▶ [SELECTED EXCERPT]
_ _ _ _ _ _ _
Restoration and Necromancy

Post » Tue Apr 19, 2016 12:21 am

So it occured to me that restoration and necromancy could be thought of as just one school, working in opposite directions, with each end meeting at the same goal, which is to erase the effects of time on the body and to maintain the unity of its soul / life force / whatever.


I like to think of them as one school mainly because they are pretty much equal in how well they achieve their goal, which is always somewhat imperfectly. I remember in the story where the Emperors son duals the Potentate's son, his gaping wound is tended to immediately and healed. But after the attempted assassination of Emperor Reman III as told in Hearth Fire Book Nine of 2920, "despite the best healders in the Empire, it ( the Emperor's wound) was still a ghastly souvenir..." So there are limitations to restoration. Likewise, even the most skilled necromancer can only achieve a semblance of life, but can never fully restore what has been lost. We see this in The Exodus, where the daughter is indeed brought back to life, but only as a doll-like apparition (I remember the parents are horrified).


Another link between the two schools is that both Arkay and Mannimarco are said to be mortals who achieved their own divinity. In believe this represents our potential to actually attain, at least partially, the goals of both the restoration and necromancy schools; or more accurately, the restoration and necromacy schools now exist seperately as they do because our knowledge is them is incomplete.
_ _ _ _ _ _ _
Region pointing data:
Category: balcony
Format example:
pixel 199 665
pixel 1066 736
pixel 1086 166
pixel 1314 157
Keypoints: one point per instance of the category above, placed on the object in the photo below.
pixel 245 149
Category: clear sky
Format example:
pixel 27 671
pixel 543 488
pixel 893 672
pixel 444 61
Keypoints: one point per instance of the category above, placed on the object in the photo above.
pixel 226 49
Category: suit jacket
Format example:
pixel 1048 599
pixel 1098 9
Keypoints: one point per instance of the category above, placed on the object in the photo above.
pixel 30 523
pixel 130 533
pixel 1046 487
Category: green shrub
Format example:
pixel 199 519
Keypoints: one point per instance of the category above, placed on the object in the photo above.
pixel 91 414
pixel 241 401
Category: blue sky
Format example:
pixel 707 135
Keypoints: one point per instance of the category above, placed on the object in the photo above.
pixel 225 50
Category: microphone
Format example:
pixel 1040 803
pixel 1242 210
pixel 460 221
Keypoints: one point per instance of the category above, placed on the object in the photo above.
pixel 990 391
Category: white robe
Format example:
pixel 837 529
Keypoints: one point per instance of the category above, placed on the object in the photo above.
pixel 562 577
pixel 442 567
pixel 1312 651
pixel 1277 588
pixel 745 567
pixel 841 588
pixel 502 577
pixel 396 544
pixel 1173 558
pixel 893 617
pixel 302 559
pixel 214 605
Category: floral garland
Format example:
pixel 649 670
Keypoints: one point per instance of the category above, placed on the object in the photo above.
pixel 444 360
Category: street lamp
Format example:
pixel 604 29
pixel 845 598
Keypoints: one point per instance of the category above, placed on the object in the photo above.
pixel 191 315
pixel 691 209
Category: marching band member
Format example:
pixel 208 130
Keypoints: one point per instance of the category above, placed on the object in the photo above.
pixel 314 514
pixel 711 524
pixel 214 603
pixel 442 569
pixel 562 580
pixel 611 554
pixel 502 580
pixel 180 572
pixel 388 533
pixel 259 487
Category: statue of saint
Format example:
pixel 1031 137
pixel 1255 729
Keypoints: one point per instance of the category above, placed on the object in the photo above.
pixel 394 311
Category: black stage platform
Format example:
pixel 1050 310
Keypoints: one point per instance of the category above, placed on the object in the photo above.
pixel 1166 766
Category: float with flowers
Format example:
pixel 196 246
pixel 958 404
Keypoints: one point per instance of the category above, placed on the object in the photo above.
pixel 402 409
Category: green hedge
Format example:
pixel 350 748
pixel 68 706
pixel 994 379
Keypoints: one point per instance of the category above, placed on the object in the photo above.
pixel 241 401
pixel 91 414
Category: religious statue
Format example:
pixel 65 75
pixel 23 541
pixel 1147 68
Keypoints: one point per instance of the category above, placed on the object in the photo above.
_ _ _ _ _ _ _
▶ [ABOUT THIS EXERCISE] According to the forum post on restoration and necromancy, which two figures are said to be mortals who achieved their own divinity? The items have nothing to do with the forum post and stand as separate material.

▶ [OUTPUT OF THE TASK] Arkay and Mannimarco.